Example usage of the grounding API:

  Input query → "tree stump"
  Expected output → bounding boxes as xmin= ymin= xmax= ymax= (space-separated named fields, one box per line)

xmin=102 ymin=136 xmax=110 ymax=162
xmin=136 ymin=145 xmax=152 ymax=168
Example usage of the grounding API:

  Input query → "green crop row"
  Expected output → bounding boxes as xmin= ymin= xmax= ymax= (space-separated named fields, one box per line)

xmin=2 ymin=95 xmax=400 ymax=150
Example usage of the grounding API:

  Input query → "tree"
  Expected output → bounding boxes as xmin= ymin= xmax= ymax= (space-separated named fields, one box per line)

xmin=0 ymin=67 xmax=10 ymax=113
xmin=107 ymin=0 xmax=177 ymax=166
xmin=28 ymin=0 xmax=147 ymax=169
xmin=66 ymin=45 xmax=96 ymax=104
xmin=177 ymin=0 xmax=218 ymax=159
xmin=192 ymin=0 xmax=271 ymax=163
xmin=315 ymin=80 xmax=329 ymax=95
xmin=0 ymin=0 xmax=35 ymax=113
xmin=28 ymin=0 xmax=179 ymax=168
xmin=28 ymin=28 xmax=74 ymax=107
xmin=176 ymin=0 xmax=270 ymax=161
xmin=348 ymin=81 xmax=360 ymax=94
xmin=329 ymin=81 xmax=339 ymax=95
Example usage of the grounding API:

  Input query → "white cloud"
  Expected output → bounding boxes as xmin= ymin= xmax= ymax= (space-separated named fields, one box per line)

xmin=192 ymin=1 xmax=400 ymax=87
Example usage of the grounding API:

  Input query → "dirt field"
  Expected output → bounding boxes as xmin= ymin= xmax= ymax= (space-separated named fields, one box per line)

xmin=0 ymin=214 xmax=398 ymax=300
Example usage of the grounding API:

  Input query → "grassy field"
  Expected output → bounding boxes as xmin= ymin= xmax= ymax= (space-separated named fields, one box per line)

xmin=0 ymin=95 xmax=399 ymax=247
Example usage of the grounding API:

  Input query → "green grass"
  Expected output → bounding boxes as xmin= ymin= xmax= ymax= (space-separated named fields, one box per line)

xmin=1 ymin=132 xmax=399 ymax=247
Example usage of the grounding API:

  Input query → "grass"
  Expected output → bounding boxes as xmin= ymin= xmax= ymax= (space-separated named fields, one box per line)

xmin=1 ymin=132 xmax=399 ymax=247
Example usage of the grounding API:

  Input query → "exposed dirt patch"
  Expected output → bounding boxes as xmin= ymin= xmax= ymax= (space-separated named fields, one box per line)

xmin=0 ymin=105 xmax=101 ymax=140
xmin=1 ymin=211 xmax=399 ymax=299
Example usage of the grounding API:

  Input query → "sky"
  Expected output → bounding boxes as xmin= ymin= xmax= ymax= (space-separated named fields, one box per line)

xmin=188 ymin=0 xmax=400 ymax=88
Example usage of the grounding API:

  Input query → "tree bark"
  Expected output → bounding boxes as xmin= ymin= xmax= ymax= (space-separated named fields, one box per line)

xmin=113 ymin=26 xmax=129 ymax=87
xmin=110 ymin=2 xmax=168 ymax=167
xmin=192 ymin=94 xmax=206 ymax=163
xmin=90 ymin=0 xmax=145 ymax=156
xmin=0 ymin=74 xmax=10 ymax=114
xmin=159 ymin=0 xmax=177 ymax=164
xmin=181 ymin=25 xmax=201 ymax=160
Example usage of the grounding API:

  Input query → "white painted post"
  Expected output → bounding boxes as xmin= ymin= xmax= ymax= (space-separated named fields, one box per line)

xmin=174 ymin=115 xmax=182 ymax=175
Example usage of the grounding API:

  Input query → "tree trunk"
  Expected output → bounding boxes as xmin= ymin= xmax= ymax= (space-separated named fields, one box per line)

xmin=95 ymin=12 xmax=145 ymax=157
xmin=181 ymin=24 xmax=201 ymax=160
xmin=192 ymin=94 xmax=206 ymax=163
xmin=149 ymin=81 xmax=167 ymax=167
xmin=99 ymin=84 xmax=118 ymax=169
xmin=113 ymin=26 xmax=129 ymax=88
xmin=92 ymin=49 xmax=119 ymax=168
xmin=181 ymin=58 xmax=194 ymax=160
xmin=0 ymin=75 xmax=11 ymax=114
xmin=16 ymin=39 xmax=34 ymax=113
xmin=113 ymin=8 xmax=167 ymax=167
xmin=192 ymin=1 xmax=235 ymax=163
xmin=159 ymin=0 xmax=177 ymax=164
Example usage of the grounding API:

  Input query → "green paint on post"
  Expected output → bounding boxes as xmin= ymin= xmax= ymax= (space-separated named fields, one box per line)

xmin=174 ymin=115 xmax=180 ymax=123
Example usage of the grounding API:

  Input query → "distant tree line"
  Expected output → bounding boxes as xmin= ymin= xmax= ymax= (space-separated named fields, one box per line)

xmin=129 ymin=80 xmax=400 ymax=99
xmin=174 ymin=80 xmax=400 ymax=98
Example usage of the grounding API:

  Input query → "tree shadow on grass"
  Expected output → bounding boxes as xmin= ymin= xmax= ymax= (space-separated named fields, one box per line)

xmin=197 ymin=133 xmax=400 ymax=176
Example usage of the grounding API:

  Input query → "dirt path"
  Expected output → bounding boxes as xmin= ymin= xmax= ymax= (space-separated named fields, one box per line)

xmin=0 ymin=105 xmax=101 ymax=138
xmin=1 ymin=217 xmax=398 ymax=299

★ ★ ★

§ Your assignment:
Return the listing above exactly, line for line.

§ Result:
Example usage of the grounding API:

  Input query → "tree stump"
  Expected output → bounding boxes as xmin= ymin= xmax= ymax= (space-separated named fields, one box per line)

xmin=102 ymin=136 xmax=110 ymax=162
xmin=136 ymin=145 xmax=152 ymax=168
Example usage of the grounding API:

  Input query → "green crop row"
  Expected output → bounding boxes as xmin= ymin= xmax= ymax= (space-separated named fields, one box per line)

xmin=2 ymin=95 xmax=400 ymax=150
Example usage of the grounding API:

  Input query → "tree"
  Expected output → bounding boxes as xmin= ymin= xmax= ymax= (space-separated named fields, one box per line)

xmin=0 ymin=67 xmax=10 ymax=113
xmin=107 ymin=0 xmax=177 ymax=166
xmin=28 ymin=0 xmax=147 ymax=169
xmin=66 ymin=45 xmax=96 ymax=104
xmin=177 ymin=0 xmax=218 ymax=159
xmin=192 ymin=0 xmax=271 ymax=163
xmin=315 ymin=80 xmax=329 ymax=95
xmin=0 ymin=0 xmax=35 ymax=113
xmin=28 ymin=0 xmax=179 ymax=168
xmin=28 ymin=28 xmax=74 ymax=107
xmin=176 ymin=0 xmax=270 ymax=161
xmin=348 ymin=81 xmax=360 ymax=94
xmin=329 ymin=81 xmax=339 ymax=95
Example usage of the grounding API:

  Input query → "white cloud"
  Expected output → bounding boxes as xmin= ymin= xmax= ymax= (space-separated named fields, one box per line)

xmin=192 ymin=1 xmax=400 ymax=87
Example usage of the grounding API:

  Input query → "dirt field"
  Expected output → bounding boxes as xmin= ymin= xmax= ymax= (space-separated named fields, one box per line)

xmin=0 ymin=214 xmax=398 ymax=300
Example usage of the grounding API:

  Input query → "grassy field"
  Expected output → bounding boxes as xmin= ymin= xmax= ymax= (space-separated named fields, one box per line)

xmin=0 ymin=95 xmax=399 ymax=247
Example usage of the grounding API:

  Input query → "green grass"
  Expected output → bounding boxes as xmin= ymin= xmax= ymax= (space-separated named fields, one box per line)

xmin=1 ymin=132 xmax=399 ymax=247
Example usage of the grounding API:

  Input query → "grass"
  Expected output → bounding boxes as xmin= ymin= xmax= ymax= (space-separated named fields, one box per line)

xmin=1 ymin=132 xmax=399 ymax=247
Example usage of the grounding API:

  Input query → "exposed dirt patch"
  Expected output → bounding boxes as xmin= ymin= xmax= ymax= (space-separated named fields, one box per line)

xmin=0 ymin=105 xmax=101 ymax=140
xmin=1 ymin=211 xmax=399 ymax=299
Example usage of the grounding API:

  Input query → "sky"
  Expected output → bounding boxes as xmin= ymin= xmax= ymax= (space-separated named fields, one box per line)

xmin=188 ymin=0 xmax=400 ymax=88
Example usage of the grounding API:

  Input query → "tree bark"
  Expected output → bounding boxes as xmin= ymin= xmax= ymax= (space-separated named fields, one box per line)

xmin=113 ymin=26 xmax=129 ymax=87
xmin=110 ymin=2 xmax=168 ymax=167
xmin=192 ymin=94 xmax=206 ymax=163
xmin=90 ymin=0 xmax=145 ymax=156
xmin=0 ymin=74 xmax=10 ymax=114
xmin=159 ymin=0 xmax=177 ymax=164
xmin=181 ymin=25 xmax=201 ymax=160
Example usage of the grounding API:

  Input query → "white painted post"
  Expected output → bounding boxes as xmin= ymin= xmax= ymax= (space-separated named fields, one box per line)

xmin=174 ymin=115 xmax=182 ymax=175
Example usage of the grounding API:

  Input query → "tree trunk"
  Expected output → bounding boxes as xmin= ymin= xmax= ymax= (space-separated named fields, one box per line)

xmin=95 ymin=12 xmax=145 ymax=157
xmin=181 ymin=24 xmax=201 ymax=160
xmin=192 ymin=94 xmax=206 ymax=163
xmin=149 ymin=81 xmax=167 ymax=167
xmin=99 ymin=84 xmax=118 ymax=169
xmin=113 ymin=26 xmax=129 ymax=88
xmin=92 ymin=49 xmax=119 ymax=168
xmin=181 ymin=58 xmax=194 ymax=160
xmin=0 ymin=75 xmax=11 ymax=114
xmin=16 ymin=39 xmax=34 ymax=113
xmin=113 ymin=8 xmax=167 ymax=167
xmin=192 ymin=1 xmax=235 ymax=163
xmin=159 ymin=0 xmax=177 ymax=164
Example usage of the grounding API:

  Input query → "green paint on post"
  Expected output → bounding boxes as xmin= ymin= xmax= ymax= (space-separated named fields, one box per line)

xmin=174 ymin=115 xmax=180 ymax=123
Example usage of the grounding API:

  Input query → "distant tree line"
  Expected output → bounding boxes as xmin= ymin= xmax= ymax= (space-separated named fields, one box per line)

xmin=129 ymin=80 xmax=400 ymax=99
xmin=174 ymin=80 xmax=400 ymax=98
Example usage of the grounding API:

  Input query → "tree shadow on grass"
  Expected output → bounding boxes as xmin= ymin= xmax= ymax= (space-separated named fields, one box per line)

xmin=197 ymin=133 xmax=400 ymax=176
Example usage of the grounding API:

  Input query → "dirt path"
  Expected output → bounding boxes as xmin= ymin= xmax= ymax= (space-separated named fields, one box per line)

xmin=0 ymin=105 xmax=101 ymax=138
xmin=1 ymin=217 xmax=398 ymax=299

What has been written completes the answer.